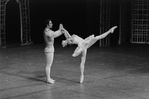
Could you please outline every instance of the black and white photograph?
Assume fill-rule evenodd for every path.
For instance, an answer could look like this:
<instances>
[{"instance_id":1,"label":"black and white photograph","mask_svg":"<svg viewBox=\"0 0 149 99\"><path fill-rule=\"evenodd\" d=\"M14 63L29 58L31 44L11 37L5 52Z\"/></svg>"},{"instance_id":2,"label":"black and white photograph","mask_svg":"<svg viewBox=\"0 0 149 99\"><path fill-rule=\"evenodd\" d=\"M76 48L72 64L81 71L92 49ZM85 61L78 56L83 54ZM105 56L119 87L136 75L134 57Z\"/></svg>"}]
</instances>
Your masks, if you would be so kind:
━━━━━━━━━━━━━━━━━━━━━━━━━━━━━━
### CHALLENGE
Copy the listing above word for word, leaving out the picture.

### EXPECTED OUTPUT
Could you please outline every instance of the black and white photograph?
Assume fill-rule evenodd for every path.
For instance, an answer could look like this:
<instances>
[{"instance_id":1,"label":"black and white photograph","mask_svg":"<svg viewBox=\"0 0 149 99\"><path fill-rule=\"evenodd\" d=\"M14 63L29 58L31 44L11 37L5 52Z\"/></svg>"},{"instance_id":2,"label":"black and white photograph","mask_svg":"<svg viewBox=\"0 0 149 99\"><path fill-rule=\"evenodd\" d=\"M76 48L72 64L81 71L92 49ZM85 61L78 56L83 54ZM105 56L119 87L136 75L134 57Z\"/></svg>"}]
</instances>
Your masks, if you would be so kind:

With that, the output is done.